"""
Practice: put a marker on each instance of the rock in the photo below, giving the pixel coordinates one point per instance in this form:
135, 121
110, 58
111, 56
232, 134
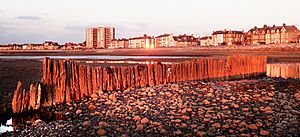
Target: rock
183, 125
206, 102
101, 132
112, 97
162, 131
139, 127
91, 107
38, 122
94, 96
178, 120
295, 112
78, 112
144, 121
156, 123
245, 99
216, 125
252, 127
210, 95
243, 123
235, 106
226, 126
264, 133
178, 133
297, 96
103, 124
267, 109
245, 109
185, 117
136, 118
200, 133
86, 123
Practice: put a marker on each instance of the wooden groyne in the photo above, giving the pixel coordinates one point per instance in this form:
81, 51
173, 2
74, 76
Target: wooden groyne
284, 70
67, 81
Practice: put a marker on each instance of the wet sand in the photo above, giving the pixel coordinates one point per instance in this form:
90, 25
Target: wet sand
261, 107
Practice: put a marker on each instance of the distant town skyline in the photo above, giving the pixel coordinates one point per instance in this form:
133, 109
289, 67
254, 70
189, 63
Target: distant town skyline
35, 21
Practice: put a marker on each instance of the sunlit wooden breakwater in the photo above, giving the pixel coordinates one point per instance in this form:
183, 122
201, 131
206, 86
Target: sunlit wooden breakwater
284, 70
69, 80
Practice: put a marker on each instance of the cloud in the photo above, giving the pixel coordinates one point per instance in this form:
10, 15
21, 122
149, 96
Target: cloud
141, 25
28, 17
74, 27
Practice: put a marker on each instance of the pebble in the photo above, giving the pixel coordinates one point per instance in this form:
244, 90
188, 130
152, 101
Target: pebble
200, 109
78, 112
101, 132
252, 126
144, 121
264, 133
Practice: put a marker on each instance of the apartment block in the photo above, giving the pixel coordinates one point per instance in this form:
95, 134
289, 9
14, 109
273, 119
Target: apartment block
165, 40
206, 41
142, 42
273, 34
119, 43
185, 40
99, 37
228, 37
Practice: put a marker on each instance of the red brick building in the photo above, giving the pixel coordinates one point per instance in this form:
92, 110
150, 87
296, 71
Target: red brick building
142, 42
119, 43
273, 34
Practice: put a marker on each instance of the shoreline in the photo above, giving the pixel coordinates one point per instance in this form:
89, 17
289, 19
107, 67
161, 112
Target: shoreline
195, 108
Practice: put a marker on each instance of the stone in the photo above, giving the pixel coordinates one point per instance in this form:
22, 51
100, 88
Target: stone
200, 133
112, 97
245, 109
38, 122
216, 125
136, 118
264, 133
78, 112
86, 123
101, 132
94, 96
235, 106
103, 124
297, 96
183, 125
177, 120
252, 126
267, 109
139, 127
178, 132
185, 117
91, 107
226, 126
144, 121
245, 99
206, 102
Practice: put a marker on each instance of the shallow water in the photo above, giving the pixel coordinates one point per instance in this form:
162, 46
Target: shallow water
7, 126
104, 57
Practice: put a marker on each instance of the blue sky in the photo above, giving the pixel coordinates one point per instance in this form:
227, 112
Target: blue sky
34, 21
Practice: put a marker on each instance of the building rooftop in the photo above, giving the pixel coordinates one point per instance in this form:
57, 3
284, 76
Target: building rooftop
185, 38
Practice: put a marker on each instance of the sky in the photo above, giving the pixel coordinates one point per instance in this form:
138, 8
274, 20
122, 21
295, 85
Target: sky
35, 21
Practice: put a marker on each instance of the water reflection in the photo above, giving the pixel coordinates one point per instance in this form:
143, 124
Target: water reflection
104, 57
19, 122
8, 126
283, 70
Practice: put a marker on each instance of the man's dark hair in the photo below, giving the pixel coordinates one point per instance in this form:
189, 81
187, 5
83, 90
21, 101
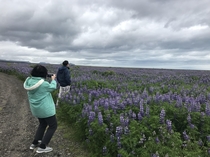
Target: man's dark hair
65, 63
39, 71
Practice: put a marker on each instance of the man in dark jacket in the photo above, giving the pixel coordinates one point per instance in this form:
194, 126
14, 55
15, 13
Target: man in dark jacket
64, 79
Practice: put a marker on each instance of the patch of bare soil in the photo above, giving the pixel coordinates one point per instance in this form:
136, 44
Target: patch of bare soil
18, 126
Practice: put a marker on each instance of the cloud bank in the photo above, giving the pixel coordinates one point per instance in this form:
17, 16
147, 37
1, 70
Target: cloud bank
122, 33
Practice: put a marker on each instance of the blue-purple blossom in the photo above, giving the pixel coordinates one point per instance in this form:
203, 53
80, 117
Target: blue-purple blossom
100, 118
169, 125
119, 131
186, 137
162, 116
126, 130
157, 140
208, 138
139, 116
91, 117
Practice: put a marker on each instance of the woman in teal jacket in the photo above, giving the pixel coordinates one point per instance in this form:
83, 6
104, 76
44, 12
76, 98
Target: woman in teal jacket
42, 106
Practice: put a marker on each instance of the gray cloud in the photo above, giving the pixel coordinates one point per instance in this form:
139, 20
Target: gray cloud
120, 33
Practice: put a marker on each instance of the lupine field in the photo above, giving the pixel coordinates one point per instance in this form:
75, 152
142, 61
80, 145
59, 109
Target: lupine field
135, 112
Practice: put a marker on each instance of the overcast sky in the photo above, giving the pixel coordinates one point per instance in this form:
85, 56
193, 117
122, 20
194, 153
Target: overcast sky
172, 34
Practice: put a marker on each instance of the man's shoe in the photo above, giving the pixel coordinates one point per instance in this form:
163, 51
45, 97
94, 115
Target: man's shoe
33, 146
46, 150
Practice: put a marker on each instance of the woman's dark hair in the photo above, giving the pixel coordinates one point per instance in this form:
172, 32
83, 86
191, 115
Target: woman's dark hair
65, 63
39, 71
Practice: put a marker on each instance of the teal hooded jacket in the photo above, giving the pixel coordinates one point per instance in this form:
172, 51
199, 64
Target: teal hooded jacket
40, 98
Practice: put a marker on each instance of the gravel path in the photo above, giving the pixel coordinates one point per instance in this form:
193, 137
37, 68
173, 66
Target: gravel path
18, 126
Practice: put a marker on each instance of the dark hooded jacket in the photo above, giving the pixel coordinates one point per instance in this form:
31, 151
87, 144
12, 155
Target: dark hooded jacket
63, 76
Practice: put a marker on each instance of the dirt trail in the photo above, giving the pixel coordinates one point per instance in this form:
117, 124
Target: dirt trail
17, 125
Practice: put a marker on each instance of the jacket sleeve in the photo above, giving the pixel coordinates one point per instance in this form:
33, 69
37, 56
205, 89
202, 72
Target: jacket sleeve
50, 86
57, 76
68, 77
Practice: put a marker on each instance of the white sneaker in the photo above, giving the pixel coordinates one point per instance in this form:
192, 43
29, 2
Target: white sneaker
33, 146
46, 150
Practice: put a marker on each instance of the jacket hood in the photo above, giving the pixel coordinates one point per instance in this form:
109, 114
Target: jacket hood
32, 83
62, 69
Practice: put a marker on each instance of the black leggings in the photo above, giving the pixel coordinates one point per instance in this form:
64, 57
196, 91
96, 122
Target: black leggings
51, 122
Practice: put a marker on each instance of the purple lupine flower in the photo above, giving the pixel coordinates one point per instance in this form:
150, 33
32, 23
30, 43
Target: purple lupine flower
122, 120
141, 108
112, 138
208, 138
90, 132
157, 140
119, 144
169, 126
147, 111
118, 131
207, 109
104, 150
107, 131
100, 118
186, 137
133, 115
192, 126
126, 130
139, 116
189, 118
108, 116
162, 116
200, 143
91, 117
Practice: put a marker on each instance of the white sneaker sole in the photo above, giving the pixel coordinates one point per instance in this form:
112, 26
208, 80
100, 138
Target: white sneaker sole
44, 151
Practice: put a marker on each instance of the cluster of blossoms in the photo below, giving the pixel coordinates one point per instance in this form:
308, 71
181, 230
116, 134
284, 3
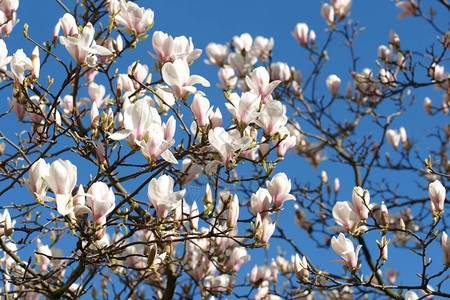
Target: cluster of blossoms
169, 234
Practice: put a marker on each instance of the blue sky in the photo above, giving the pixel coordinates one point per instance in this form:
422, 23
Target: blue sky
209, 21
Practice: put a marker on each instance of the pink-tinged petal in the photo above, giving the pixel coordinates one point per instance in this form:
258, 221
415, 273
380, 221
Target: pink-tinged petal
64, 204
171, 75
168, 156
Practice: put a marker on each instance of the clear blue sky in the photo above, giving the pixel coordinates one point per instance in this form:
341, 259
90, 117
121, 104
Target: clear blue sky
218, 21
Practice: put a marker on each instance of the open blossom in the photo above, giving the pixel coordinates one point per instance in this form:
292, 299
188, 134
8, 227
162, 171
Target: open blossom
19, 64
262, 47
243, 43
237, 259
437, 193
233, 212
327, 12
300, 267
217, 53
301, 33
83, 48
279, 188
428, 105
18, 108
68, 24
346, 250
264, 228
6, 226
226, 145
409, 7
259, 83
102, 200
333, 83
341, 7
393, 137
61, 179
138, 119
177, 76
136, 20
161, 195
272, 117
260, 202
168, 49
201, 108
228, 78
244, 109
361, 199
280, 71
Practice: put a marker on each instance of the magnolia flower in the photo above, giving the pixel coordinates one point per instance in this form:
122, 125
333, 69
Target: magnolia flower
346, 216
101, 200
409, 7
68, 24
300, 267
228, 78
161, 195
17, 108
19, 64
233, 212
136, 20
391, 275
327, 12
260, 202
201, 108
279, 188
177, 76
138, 119
259, 83
226, 145
36, 179
264, 228
272, 117
428, 105
333, 83
341, 7
61, 179
262, 47
280, 71
445, 247
244, 109
83, 48
437, 193
217, 53
243, 42
301, 34
361, 199
239, 63
139, 72
237, 259
6, 226
345, 249
384, 53
97, 94
169, 49
393, 137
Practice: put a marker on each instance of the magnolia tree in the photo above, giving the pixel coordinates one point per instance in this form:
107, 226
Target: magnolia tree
110, 153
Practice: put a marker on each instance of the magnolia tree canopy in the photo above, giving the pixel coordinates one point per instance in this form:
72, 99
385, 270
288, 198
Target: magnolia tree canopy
121, 177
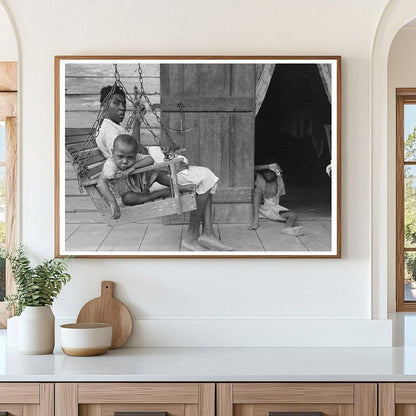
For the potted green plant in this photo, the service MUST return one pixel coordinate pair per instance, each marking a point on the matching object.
(36, 289)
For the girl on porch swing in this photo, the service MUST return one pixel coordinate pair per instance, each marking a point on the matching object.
(203, 179)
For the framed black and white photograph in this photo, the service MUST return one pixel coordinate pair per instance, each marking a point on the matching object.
(198, 156)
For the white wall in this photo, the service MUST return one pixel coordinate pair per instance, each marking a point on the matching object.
(401, 74)
(215, 301)
(8, 47)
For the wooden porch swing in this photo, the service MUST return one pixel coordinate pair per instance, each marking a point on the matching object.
(88, 161)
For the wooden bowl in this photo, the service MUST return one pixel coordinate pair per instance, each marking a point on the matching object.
(84, 340)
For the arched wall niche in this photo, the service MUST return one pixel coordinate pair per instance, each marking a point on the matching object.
(396, 15)
(9, 40)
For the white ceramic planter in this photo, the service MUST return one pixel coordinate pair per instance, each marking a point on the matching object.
(37, 330)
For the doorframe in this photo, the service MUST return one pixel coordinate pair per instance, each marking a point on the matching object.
(8, 113)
"""
### PROBLEM REQUIREMENTS:
For the string "below", work out how many lines of the data contain it; answer with the number alone.

### PROBLEM SOLUTION:
3